**Records for processing:**

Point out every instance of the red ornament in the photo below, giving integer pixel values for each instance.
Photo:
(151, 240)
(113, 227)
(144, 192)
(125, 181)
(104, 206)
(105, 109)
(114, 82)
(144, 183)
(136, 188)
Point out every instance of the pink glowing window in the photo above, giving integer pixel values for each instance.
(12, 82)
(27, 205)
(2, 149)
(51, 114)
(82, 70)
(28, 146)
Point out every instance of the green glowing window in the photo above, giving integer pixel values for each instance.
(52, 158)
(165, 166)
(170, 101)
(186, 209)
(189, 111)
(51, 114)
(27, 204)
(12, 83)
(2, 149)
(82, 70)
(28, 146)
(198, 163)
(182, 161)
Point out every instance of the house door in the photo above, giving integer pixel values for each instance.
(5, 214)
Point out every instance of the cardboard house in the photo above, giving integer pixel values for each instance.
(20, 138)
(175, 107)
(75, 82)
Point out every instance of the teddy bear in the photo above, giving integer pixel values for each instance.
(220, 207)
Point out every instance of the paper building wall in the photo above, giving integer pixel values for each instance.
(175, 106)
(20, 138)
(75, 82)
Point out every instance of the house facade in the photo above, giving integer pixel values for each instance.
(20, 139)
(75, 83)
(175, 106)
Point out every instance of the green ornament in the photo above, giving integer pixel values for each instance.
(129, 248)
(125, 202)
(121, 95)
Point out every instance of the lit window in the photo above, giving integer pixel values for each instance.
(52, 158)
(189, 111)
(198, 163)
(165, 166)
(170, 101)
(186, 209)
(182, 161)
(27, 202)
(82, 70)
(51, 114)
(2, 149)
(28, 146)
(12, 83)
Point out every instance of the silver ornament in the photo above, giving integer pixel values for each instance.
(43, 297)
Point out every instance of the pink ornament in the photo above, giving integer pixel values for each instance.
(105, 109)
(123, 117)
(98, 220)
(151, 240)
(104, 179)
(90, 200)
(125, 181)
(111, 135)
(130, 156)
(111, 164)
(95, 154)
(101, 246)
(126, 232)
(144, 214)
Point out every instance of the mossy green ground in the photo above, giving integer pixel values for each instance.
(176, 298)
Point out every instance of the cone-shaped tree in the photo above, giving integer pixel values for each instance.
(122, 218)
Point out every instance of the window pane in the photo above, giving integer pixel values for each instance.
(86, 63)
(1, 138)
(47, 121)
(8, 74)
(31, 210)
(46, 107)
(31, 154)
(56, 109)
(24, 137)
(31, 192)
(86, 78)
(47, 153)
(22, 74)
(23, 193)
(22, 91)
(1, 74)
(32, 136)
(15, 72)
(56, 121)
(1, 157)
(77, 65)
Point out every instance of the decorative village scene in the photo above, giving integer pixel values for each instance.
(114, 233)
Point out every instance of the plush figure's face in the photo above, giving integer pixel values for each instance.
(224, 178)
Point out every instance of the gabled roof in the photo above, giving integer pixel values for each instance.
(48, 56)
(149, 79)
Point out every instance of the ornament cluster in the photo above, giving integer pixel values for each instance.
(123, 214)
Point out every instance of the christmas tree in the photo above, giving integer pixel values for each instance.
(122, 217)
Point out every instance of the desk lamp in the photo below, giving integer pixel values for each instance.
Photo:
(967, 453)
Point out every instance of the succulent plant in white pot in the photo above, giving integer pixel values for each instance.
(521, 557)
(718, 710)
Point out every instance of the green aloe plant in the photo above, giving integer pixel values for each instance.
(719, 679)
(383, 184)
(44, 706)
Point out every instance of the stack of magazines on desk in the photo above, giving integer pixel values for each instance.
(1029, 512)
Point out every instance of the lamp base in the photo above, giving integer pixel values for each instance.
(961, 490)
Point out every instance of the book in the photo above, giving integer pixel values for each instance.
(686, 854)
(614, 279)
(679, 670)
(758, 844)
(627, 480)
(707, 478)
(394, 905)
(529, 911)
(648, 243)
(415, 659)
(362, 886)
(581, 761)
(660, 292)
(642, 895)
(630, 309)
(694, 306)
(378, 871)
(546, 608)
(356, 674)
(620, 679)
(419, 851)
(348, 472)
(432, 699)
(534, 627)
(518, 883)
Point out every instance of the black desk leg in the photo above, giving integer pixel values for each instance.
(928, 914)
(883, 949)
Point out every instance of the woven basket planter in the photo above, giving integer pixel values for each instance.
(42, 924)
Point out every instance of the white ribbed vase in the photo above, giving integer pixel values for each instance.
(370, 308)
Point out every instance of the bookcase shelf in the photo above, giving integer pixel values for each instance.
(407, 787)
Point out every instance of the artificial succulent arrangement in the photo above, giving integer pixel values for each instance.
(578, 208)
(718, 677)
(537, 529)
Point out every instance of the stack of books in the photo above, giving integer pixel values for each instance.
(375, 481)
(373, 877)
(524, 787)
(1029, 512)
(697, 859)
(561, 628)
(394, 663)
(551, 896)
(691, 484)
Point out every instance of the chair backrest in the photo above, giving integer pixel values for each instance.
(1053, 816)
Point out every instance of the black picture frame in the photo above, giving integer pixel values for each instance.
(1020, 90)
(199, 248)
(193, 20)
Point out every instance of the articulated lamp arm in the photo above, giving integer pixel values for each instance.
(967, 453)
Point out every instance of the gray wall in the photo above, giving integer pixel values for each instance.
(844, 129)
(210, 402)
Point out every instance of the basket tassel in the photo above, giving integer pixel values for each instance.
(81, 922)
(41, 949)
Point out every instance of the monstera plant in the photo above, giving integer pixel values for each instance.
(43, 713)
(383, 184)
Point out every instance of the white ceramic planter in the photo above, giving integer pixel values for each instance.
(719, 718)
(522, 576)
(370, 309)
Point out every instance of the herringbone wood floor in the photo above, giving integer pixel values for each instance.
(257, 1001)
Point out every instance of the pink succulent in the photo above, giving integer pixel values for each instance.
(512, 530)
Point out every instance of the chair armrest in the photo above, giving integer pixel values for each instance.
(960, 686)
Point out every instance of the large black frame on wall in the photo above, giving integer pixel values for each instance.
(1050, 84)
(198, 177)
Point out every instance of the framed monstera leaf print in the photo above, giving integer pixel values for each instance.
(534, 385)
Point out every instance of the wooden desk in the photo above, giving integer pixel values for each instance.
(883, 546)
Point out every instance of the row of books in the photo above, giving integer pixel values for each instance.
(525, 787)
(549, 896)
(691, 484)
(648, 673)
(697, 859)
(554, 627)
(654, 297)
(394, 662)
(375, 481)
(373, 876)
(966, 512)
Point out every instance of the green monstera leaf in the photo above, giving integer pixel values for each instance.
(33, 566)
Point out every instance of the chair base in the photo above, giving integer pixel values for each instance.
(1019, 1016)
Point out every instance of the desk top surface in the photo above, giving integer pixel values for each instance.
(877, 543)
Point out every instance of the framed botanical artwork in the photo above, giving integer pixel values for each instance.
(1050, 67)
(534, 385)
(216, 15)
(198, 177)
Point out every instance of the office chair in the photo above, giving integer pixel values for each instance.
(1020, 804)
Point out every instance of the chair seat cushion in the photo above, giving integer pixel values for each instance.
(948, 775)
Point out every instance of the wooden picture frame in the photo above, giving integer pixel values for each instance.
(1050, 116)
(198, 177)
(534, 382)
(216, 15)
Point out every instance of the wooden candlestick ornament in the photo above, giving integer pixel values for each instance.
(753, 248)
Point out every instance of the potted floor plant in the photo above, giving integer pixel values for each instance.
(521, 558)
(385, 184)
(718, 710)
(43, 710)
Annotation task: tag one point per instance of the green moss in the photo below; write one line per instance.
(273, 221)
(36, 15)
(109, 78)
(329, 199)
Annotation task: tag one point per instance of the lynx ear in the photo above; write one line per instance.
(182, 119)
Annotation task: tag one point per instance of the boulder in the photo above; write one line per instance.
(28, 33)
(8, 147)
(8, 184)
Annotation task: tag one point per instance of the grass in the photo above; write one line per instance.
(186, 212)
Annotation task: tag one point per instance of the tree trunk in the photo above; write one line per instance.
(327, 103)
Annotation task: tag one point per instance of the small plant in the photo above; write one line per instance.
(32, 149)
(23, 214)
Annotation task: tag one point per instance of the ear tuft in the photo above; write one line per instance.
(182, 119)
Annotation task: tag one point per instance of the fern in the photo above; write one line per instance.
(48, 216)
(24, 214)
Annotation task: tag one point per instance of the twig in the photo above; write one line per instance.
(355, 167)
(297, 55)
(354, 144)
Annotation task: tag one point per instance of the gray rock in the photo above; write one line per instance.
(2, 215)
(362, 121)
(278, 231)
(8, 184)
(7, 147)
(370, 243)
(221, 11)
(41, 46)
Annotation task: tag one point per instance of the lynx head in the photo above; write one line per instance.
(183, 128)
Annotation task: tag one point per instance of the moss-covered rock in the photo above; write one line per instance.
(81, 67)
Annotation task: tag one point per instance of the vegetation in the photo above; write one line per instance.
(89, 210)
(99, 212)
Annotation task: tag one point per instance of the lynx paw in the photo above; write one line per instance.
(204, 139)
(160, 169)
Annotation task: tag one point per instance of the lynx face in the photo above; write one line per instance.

**Given task:** Copy only the stretch running from the line containing "Annotation task: tag one point per instance of the lynx head" to the final line of the entries, both ends included, exactly as it stands.

**Completed exercise:**
Annotation task: tag one point per instance of the lynx head in the photo above; write one line per instance.
(183, 128)
Annotation task: tag one point per instance of the moss-covered rock in the photo above; write one line per instance.
(81, 67)
Annotation task: tag one point per instance of the vegetation in the photo above; write one line per instance.
(89, 210)
(99, 212)
Annotation task: tag one point per instance of the lynx paw in the photo above; write one line per instance.
(204, 139)
(160, 169)
Annotation task: tag one point per instance of the lynx face in the photo above; write one line per instance.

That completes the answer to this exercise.